According to the HTTP header survey, what percentage of the banners contained the X-Frame-Options header?

··· Text provided ···

HTTP Header Survey

Analyzing the Top 10,000 Websites' HTTP Headers



Introduction

A survey of Alexa's top 10,000 websites on the Internet was conducted to measure the usage of security-related HTTP headers, mobile awareness and potential information leakage. We did this by grabbing the banners of those websites with 18 different user agents (see Appendix) using a modified UATester script, and analyzing the resulting HTTP headers.


The latest raw data can be downloaded from the website in CSV format at: http://www.shodanhq.com/research/infodisc/download_latest.

This report was generated from the data collected and parsed on March 14th, 2011.


Security Headers

Overview

We looked at how many of the banners used available security HTTP headers, such as: X-XSS-Protection, X-Frame-Options, Access-Control-Allow-Origin and Strict-Transport-Security.

Security Header Usage

X-XSS-Protection

The XSS Filter was introduced by Internet Explorer 8 to reduce the effectiveness of non-persistent XSS attacks. The X-XSS-Protection header can be used by web developers to control or disable the XSS Filter.


Of the banners containing the X-XSS-Protection header, 8.7% of them explicitly disabled the header (value of "0") while the remaining 91.3% had the value of "1; mode=block". The disabling of this feature can be traced to a flaw in IE8 that was discovered in late 2009.



X-Frame-Options

The X-Frame-Options header was introduced by Microsoft in Internet Explorer 8 as a counter-measure to Clickjacking. The possible values for the header are: SAMEORIGIN and DENY. The SAMEORIGIN policy forces the page to only be displayed in a frame on the same origin as the page itself. And the DENY policy prevents the page from being displayed in a frame at all. The X-Frame-Options header has since also been adopted by the other major browsers. In the survey though, only 0.54% of the banners contained this feature.



Access-Control-Allow-Origin

The Access-Control-Allow-Origin header is part of the Cross-Origin Resource Sharing recommendation by the Web Applications Working Group. The header is used to allow cross-site AJAX requests and is supported by most modern browsers (learn more).


61% of the banners had a value of "*", 19.5% had "https://ymodules.yammer.com" and the remaining 19.5% had "https://apps.boostmobile.com".

··· Dataset extract ···

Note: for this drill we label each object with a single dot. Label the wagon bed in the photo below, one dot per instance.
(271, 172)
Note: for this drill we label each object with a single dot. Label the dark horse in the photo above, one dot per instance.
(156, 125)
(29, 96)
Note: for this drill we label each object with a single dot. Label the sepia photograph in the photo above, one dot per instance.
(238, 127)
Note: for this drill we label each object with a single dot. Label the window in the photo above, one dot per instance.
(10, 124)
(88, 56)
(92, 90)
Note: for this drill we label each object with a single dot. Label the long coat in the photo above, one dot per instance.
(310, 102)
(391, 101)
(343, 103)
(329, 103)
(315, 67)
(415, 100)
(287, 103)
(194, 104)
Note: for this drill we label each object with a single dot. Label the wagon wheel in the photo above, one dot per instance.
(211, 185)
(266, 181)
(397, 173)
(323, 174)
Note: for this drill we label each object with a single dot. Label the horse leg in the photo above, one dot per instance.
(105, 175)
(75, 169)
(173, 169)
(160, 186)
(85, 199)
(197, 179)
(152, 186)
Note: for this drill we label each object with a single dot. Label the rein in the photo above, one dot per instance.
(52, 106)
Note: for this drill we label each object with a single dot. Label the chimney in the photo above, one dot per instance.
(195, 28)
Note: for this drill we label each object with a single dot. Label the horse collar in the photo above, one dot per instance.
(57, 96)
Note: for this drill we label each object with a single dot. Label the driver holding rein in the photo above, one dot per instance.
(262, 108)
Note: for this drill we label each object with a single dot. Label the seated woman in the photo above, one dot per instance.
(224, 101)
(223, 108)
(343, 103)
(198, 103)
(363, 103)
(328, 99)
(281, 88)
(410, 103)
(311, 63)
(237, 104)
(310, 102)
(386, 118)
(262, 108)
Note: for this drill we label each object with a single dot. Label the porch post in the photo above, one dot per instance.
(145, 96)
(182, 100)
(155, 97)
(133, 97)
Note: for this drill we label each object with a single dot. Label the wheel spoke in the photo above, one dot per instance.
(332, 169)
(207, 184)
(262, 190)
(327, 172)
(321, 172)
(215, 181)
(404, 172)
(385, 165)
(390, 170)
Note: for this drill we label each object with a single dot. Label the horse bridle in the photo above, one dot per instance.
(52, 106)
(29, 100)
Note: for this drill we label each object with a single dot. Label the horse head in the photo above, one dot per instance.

···

**Solution to the problem**. 0.54%